[Records from a data source]
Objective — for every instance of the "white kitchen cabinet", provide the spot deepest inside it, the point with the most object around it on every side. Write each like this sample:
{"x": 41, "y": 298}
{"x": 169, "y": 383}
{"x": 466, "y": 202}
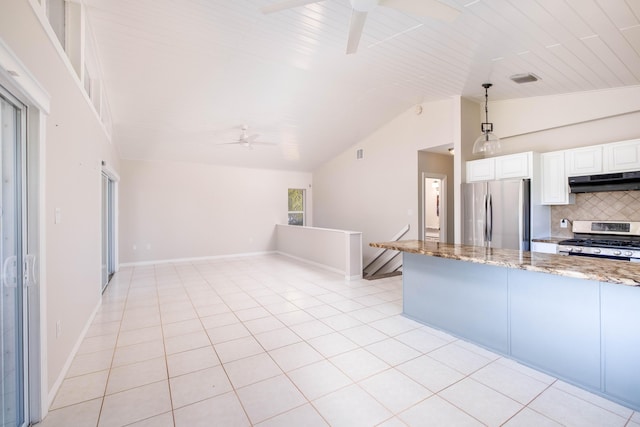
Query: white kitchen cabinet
{"x": 555, "y": 188}
{"x": 622, "y": 156}
{"x": 584, "y": 161}
{"x": 514, "y": 166}
{"x": 502, "y": 167}
{"x": 481, "y": 170}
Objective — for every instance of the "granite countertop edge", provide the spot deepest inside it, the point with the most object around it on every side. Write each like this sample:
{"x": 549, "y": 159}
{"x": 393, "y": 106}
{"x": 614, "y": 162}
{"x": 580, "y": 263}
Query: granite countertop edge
{"x": 548, "y": 239}
{"x": 602, "y": 270}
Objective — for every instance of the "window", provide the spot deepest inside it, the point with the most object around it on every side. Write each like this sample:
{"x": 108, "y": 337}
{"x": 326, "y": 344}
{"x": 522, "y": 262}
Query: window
{"x": 56, "y": 15}
{"x": 296, "y": 206}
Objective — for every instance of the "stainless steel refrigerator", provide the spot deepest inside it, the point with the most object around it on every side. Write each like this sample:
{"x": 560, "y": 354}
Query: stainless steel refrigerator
{"x": 497, "y": 214}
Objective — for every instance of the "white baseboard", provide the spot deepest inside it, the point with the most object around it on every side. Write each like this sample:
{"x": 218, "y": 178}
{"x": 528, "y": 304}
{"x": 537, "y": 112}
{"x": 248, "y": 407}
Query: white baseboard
{"x": 194, "y": 259}
{"x": 67, "y": 364}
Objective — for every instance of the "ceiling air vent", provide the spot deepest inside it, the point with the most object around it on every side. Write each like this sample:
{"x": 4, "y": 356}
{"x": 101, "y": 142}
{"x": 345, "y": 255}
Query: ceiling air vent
{"x": 524, "y": 78}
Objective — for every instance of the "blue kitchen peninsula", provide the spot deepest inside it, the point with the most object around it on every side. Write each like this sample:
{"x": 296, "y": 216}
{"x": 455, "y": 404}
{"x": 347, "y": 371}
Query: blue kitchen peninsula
{"x": 575, "y": 318}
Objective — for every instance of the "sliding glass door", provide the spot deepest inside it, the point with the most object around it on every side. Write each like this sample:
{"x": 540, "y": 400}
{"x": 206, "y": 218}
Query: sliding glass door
{"x": 13, "y": 299}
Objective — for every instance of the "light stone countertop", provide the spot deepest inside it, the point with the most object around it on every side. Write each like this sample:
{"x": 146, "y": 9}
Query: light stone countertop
{"x": 555, "y": 240}
{"x": 603, "y": 270}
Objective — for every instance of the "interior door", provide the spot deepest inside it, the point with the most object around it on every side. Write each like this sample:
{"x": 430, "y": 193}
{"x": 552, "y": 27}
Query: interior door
{"x": 13, "y": 300}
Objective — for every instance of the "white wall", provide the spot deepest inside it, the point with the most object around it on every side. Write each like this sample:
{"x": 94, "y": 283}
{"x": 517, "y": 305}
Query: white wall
{"x": 549, "y": 123}
{"x": 75, "y": 145}
{"x": 378, "y": 195}
{"x": 180, "y": 210}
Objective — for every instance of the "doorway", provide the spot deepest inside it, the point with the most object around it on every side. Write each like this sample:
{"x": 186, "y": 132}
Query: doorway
{"x": 17, "y": 268}
{"x": 108, "y": 228}
{"x": 435, "y": 208}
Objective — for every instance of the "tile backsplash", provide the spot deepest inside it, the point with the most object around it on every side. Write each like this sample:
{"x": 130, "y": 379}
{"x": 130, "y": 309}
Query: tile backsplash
{"x": 605, "y": 206}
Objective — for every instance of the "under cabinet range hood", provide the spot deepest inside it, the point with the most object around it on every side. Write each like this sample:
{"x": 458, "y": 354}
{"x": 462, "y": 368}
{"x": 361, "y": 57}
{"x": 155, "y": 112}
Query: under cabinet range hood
{"x": 619, "y": 181}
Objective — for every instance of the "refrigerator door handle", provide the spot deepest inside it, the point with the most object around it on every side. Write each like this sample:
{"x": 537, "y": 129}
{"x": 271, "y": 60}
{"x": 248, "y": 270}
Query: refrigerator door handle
{"x": 490, "y": 219}
{"x": 485, "y": 230}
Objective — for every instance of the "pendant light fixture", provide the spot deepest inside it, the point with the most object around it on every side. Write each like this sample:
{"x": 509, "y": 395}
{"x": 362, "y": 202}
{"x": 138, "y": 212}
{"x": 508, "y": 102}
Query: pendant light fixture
{"x": 488, "y": 142}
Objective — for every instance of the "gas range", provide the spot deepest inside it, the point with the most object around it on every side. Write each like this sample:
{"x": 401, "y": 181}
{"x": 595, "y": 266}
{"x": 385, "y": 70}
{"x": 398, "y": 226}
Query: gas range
{"x": 604, "y": 239}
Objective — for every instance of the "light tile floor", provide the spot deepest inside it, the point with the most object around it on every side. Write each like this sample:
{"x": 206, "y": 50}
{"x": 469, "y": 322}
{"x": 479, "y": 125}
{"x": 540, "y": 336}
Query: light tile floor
{"x": 269, "y": 341}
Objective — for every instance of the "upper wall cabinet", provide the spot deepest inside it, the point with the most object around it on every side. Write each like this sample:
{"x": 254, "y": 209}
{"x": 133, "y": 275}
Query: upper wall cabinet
{"x": 606, "y": 158}
{"x": 503, "y": 167}
{"x": 622, "y": 156}
{"x": 584, "y": 161}
{"x": 555, "y": 188}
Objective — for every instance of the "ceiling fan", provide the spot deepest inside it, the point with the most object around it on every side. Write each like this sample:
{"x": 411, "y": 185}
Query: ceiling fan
{"x": 247, "y": 140}
{"x": 425, "y": 8}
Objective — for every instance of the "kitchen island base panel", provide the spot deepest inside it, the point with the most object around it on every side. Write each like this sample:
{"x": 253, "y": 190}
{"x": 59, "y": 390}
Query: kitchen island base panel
{"x": 471, "y": 304}
{"x": 581, "y": 331}
{"x": 555, "y": 325}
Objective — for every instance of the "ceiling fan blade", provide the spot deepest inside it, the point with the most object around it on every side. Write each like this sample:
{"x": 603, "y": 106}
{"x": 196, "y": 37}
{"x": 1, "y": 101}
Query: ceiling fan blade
{"x": 251, "y": 138}
{"x": 358, "y": 19}
{"x": 285, "y": 4}
{"x": 425, "y": 8}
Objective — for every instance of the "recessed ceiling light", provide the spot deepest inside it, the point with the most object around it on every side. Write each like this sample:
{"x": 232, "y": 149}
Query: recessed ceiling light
{"x": 525, "y": 78}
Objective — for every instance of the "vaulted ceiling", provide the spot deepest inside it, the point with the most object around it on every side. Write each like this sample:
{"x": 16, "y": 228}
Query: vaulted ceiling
{"x": 183, "y": 76}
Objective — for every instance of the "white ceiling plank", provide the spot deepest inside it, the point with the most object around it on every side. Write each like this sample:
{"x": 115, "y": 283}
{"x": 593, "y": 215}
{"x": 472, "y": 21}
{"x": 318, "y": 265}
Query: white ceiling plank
{"x": 177, "y": 73}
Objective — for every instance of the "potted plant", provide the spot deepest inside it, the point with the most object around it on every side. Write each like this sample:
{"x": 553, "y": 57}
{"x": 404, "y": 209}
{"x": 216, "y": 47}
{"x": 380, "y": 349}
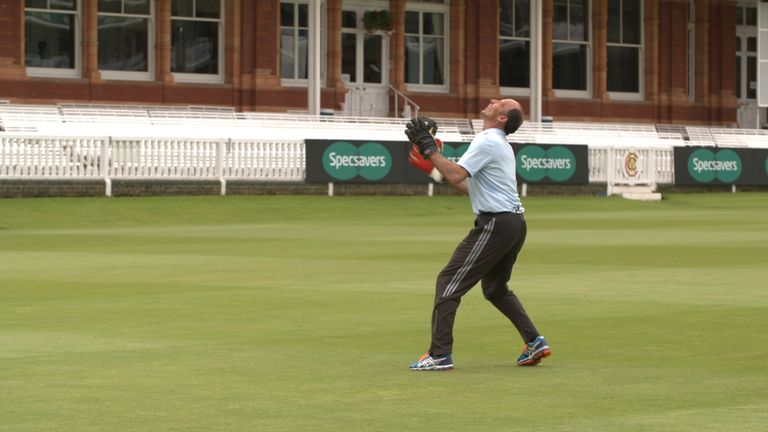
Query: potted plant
{"x": 377, "y": 21}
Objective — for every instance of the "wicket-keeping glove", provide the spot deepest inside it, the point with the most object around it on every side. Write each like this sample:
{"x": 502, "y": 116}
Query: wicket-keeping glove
{"x": 417, "y": 131}
{"x": 417, "y": 160}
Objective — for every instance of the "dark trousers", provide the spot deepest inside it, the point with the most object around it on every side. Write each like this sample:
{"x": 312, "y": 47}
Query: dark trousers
{"x": 487, "y": 254}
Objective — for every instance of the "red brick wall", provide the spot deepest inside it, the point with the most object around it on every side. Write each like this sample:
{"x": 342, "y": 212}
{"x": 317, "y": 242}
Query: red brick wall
{"x": 253, "y": 77}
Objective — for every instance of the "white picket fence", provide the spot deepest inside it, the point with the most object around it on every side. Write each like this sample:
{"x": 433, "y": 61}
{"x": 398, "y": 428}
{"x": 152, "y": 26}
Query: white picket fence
{"x": 34, "y": 157}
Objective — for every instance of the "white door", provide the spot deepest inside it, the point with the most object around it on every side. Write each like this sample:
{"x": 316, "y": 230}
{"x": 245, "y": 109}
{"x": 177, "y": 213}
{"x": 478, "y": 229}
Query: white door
{"x": 364, "y": 66}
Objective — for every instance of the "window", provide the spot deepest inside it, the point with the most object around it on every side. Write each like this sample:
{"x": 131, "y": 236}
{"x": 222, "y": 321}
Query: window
{"x": 196, "y": 40}
{"x": 625, "y": 48}
{"x": 746, "y": 53}
{"x": 570, "y": 47}
{"x": 425, "y": 46}
{"x": 52, "y": 38}
{"x": 126, "y": 39}
{"x": 514, "y": 45}
{"x": 691, "y": 50}
{"x": 294, "y": 40}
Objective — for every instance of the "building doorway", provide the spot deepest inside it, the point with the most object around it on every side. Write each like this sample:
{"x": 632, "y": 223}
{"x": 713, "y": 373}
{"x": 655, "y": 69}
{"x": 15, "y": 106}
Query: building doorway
{"x": 364, "y": 64}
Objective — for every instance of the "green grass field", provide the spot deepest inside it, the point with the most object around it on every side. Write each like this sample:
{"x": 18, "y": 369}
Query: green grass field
{"x": 303, "y": 313}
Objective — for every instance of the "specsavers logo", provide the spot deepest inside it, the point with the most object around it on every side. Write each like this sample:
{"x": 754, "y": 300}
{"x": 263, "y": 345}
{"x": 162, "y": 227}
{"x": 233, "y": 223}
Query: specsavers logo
{"x": 705, "y": 165}
{"x": 344, "y": 161}
{"x": 534, "y": 163}
{"x": 453, "y": 154}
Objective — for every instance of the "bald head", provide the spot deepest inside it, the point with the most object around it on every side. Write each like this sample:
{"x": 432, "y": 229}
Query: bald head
{"x": 504, "y": 114}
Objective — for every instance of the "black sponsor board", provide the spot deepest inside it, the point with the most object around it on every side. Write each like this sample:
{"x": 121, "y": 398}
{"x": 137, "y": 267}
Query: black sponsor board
{"x": 552, "y": 163}
{"x": 720, "y": 165}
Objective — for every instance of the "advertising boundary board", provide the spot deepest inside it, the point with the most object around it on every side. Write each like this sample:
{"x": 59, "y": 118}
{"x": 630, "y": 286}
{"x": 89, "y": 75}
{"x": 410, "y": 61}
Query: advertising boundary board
{"x": 720, "y": 166}
{"x": 359, "y": 161}
{"x": 552, "y": 163}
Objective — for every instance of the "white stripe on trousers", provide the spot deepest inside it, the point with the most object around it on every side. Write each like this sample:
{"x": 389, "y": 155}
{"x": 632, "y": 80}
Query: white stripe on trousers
{"x": 471, "y": 258}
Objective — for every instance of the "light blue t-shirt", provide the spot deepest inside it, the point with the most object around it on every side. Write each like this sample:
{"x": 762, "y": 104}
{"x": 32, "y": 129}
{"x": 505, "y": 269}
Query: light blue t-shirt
{"x": 490, "y": 162}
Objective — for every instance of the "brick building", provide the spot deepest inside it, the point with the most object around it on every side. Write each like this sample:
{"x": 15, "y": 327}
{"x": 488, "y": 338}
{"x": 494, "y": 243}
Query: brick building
{"x": 650, "y": 61}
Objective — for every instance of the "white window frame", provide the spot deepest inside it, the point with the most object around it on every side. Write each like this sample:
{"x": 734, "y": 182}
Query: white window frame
{"x": 578, "y": 94}
{"x": 518, "y": 91}
{"x": 304, "y": 82}
{"x": 633, "y": 96}
{"x": 743, "y": 54}
{"x": 691, "y": 51}
{"x": 149, "y": 75}
{"x": 218, "y": 78}
{"x": 445, "y": 10}
{"x": 76, "y": 72}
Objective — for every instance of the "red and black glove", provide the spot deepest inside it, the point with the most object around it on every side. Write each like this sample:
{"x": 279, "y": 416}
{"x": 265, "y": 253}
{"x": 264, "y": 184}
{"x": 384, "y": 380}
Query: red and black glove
{"x": 416, "y": 159}
{"x": 418, "y": 132}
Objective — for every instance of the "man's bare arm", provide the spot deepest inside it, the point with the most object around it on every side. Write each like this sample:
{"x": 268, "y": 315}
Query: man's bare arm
{"x": 454, "y": 173}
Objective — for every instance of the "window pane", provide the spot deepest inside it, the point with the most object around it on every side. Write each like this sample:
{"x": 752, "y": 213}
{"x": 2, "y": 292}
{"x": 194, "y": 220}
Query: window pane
{"x": 182, "y": 8}
{"x": 63, "y": 4}
{"x": 506, "y": 18}
{"x": 49, "y": 40}
{"x": 738, "y": 78}
{"x": 514, "y": 63}
{"x": 750, "y": 17}
{"x": 123, "y": 43}
{"x": 614, "y": 21}
{"x": 349, "y": 56}
{"x": 411, "y": 22}
{"x": 194, "y": 47}
{"x": 751, "y": 77}
{"x": 286, "y": 14}
{"x": 522, "y": 18}
{"x": 433, "y": 23}
{"x": 623, "y": 69}
{"x": 303, "y": 15}
{"x": 751, "y": 44}
{"x": 349, "y": 19}
{"x": 40, "y": 4}
{"x": 412, "y": 60}
{"x": 631, "y": 22}
{"x": 569, "y": 66}
{"x": 287, "y": 53}
{"x": 560, "y": 20}
{"x": 433, "y": 60}
{"x": 372, "y": 66}
{"x": 138, "y": 7}
{"x": 111, "y": 6}
{"x": 578, "y": 30}
{"x": 302, "y": 57}
{"x": 208, "y": 9}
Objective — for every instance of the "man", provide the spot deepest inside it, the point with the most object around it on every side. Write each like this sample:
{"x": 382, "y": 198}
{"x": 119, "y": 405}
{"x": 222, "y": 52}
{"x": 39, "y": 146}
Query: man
{"x": 487, "y": 254}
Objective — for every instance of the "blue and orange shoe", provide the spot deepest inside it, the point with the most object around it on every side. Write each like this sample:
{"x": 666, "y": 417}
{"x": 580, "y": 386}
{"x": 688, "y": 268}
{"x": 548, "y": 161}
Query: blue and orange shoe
{"x": 430, "y": 363}
{"x": 533, "y": 352}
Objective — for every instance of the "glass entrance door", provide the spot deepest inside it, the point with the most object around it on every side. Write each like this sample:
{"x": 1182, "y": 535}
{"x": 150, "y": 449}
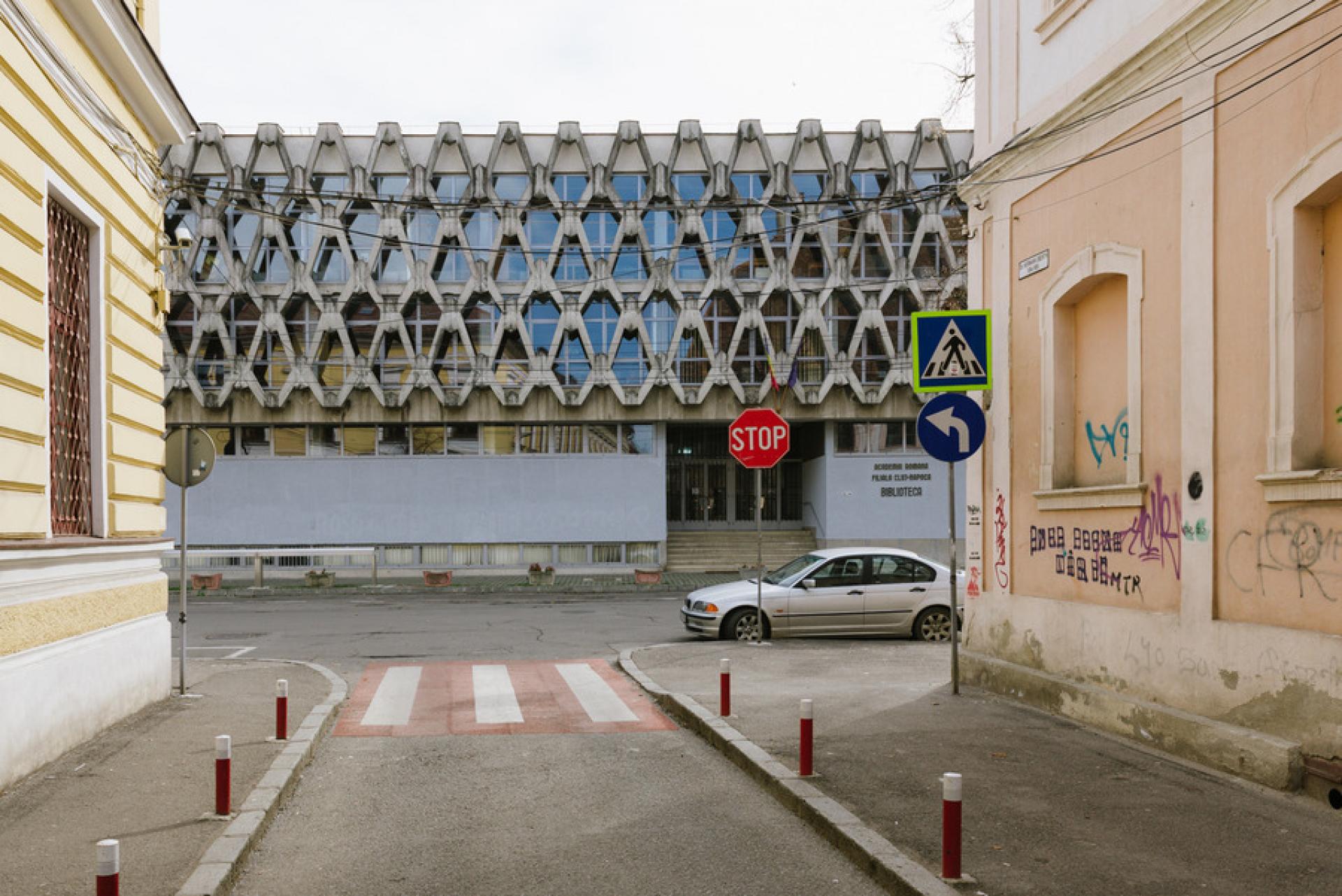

> _TASK DETAILS_
Which lines in the rows above contain the string "interior"? Filter them out and copy each one.

> _OUTPUT FOR THIS TASK_
Objective — for every instance of the "interior door", provide the spot deepest inside it, the point with the most object around it on every side. Write each like this sample:
Query: interior door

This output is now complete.